• [Text passage]:
Sounds like a great tale. So, will Riley appear in it? Star, perhaps? “No, not interested,” he says in emphatic voice.

“I’m happy to hand it over, and I’ve been talking to David Hayman, who’s interested in it.” What? Actors always write themselves into parts, Paul.

“This goes back to what I said before. I like acting. But I don’t need to be daein’ it.”

He smiles: “I went to London recently for a day to film one scene for a new David Ireland rom-com The Lovers. Only because I love his writing. But usually I don’t need the hassle.”

Is this why you don’t do panto? “Well, aye. It’s a long slog and you end up getting cabin fever.” He grins. “I may be too old for it.” What? You’re 53. Sir Ian McKellen does it – and he’s 30 years older. You’re hardly Methuselah, Paul.

“You know, you’re right,” he laughs, before slipping into Winston Ingram vernacular. “I’m a pure ride.”

The life of Riley has long been defined by a casual approach to the business. For example, he certainly didn’t go seeking a role in Still Game in the first place.

Riley knew Greg Hemphill from touring community theatre days, but landing the role of Winston was a stroke of luck, as if gifted by the goddess Fortuna herself. He explains: “Gavin [Mitchell, who would go on to play Boaby in the TV series] had played Winston in the original old men sketch for Pulp Video on the BBC, and then when Ford and Greg wrote the play [for the Edinburgh Festival in 1997] Gavin wasn’t available. So, I was the super-sub.”

He adds: “It was while we were travelling back and forward to Edinburgh that the boys got the green light for Chewin’ the Fat to go on the telly. And they asked me to be in that as well.”

• [Data excerpts]:
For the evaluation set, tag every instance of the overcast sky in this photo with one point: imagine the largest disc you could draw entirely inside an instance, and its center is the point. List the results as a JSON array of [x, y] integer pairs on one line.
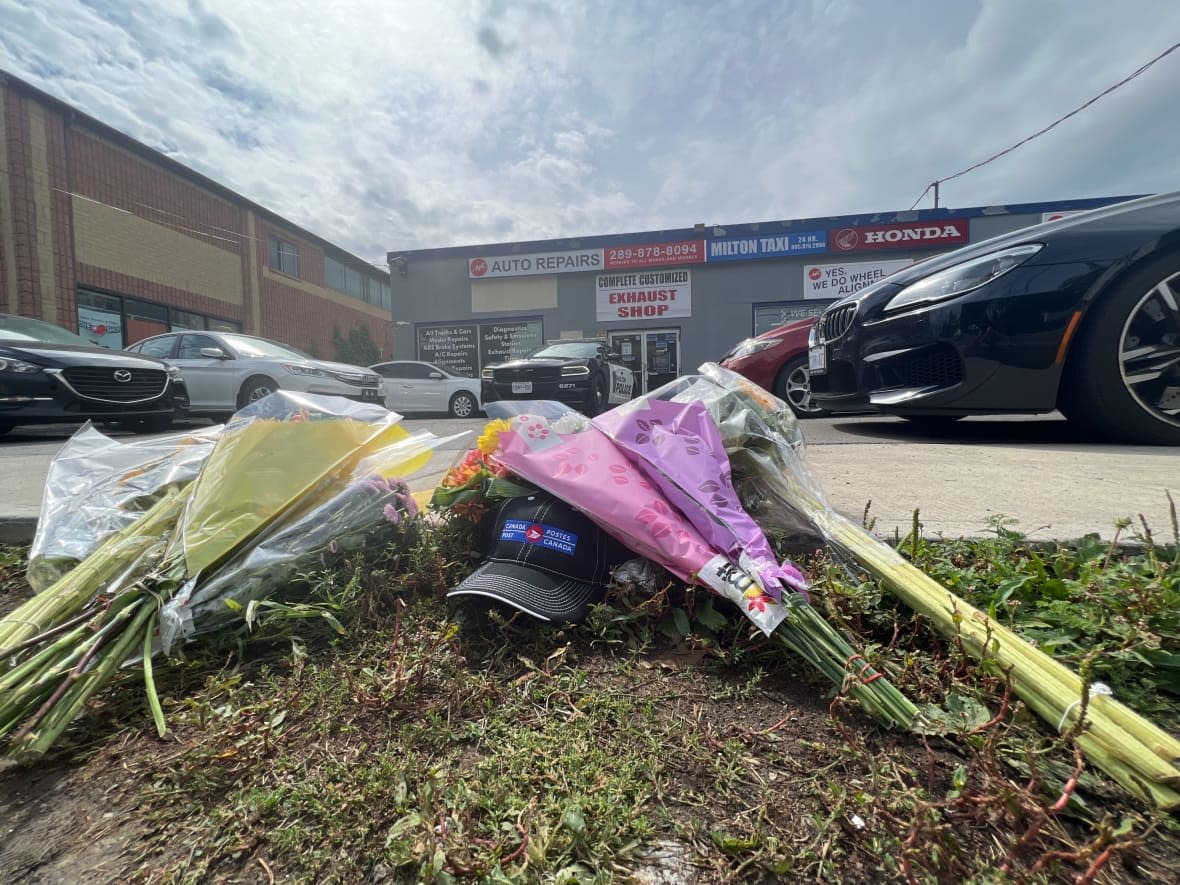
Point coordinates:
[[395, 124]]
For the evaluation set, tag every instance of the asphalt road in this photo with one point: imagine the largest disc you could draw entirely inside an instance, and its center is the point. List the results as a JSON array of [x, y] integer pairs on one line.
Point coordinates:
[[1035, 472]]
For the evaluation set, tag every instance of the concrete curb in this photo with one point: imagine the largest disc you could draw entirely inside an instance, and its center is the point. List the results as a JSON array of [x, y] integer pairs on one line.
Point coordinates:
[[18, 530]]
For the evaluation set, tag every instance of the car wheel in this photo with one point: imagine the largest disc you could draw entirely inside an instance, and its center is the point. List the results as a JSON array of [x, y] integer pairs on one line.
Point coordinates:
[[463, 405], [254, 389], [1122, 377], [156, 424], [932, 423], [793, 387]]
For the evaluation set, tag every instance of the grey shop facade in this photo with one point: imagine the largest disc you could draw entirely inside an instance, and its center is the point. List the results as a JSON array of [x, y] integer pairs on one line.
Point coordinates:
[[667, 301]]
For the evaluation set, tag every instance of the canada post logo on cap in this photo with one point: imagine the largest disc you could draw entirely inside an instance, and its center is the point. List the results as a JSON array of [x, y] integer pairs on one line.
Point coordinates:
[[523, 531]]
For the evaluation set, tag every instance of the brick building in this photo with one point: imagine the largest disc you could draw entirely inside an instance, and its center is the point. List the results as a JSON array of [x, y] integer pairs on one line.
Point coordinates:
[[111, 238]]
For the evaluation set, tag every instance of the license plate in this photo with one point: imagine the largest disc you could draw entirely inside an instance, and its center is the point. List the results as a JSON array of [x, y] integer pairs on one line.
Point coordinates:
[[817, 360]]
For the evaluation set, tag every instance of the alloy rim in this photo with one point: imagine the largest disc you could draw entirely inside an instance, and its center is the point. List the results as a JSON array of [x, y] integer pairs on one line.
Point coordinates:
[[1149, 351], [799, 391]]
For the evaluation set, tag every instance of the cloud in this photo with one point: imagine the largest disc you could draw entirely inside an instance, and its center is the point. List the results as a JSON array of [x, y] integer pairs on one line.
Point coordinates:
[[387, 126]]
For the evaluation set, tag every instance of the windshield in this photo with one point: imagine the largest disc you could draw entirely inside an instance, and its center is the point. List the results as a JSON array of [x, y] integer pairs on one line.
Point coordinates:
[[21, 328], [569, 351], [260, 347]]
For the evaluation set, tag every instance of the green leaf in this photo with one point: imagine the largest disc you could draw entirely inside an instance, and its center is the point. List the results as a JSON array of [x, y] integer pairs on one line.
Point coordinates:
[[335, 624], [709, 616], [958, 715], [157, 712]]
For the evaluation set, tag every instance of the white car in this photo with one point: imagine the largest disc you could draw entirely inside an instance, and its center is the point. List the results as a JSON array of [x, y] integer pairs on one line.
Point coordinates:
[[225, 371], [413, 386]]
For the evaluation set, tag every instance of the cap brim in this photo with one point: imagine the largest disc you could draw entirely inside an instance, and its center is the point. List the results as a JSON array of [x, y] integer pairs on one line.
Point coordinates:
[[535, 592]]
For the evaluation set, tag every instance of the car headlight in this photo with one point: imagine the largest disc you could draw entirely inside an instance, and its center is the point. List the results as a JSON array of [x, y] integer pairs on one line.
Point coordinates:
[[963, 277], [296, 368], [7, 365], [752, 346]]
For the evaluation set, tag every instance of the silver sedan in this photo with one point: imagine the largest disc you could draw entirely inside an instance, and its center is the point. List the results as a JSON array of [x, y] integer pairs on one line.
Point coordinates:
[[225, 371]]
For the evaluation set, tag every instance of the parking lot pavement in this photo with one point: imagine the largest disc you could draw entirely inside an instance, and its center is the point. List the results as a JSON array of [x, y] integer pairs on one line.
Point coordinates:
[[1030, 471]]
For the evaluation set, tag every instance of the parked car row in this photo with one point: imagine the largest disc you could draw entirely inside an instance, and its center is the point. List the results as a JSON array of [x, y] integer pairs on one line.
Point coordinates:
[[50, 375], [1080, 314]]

---

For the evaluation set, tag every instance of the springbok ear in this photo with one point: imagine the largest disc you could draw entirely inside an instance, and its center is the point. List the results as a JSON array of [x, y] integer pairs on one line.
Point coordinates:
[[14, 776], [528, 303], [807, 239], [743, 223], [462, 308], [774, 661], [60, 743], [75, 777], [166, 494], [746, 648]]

• [What you need to do]:
A – Translate this sentence from the Paul Riley interview into Spanish: "The life of Riley has long been defined by a casual approach to the business."
B – Return the part of the Paul Riley interview starting with "Sounds like a" and going on through "into parts, Paul.".
C – Using the Paul Riley interview, say whether each statement agrees with it. Answer yes or no, and quote the words that decide it.
(i) Riley traveled to London for a day to film a scene for The Lovers.
(ii) Gavin Mitchell played Winston in the play written for the Edinburgh Festival.
(iii) Riley wants to star in the tale himself.

• [Solutions in order]:
A – La vida de Riley se ha definido desde hace mucho por una actitud despreocupada hacia el oficio.

B –
Sounds like a great tale. So, will Riley appear in it? Star, perhaps? “No, not interested,” he says in emphatic voice.

“I’m happy to hand it over, and I’ve been talking to David Hayman, who’s interested in it.” What? Actors always write themselves into parts, Paul.

C –
(i) Yes: "I went to London recently for a day to film one scene for a new David Ireland rom-com The Lovers."
(ii) No: "Gavin wasn’t available. So, I was the super-sub."
(iii) No: "No, not interested"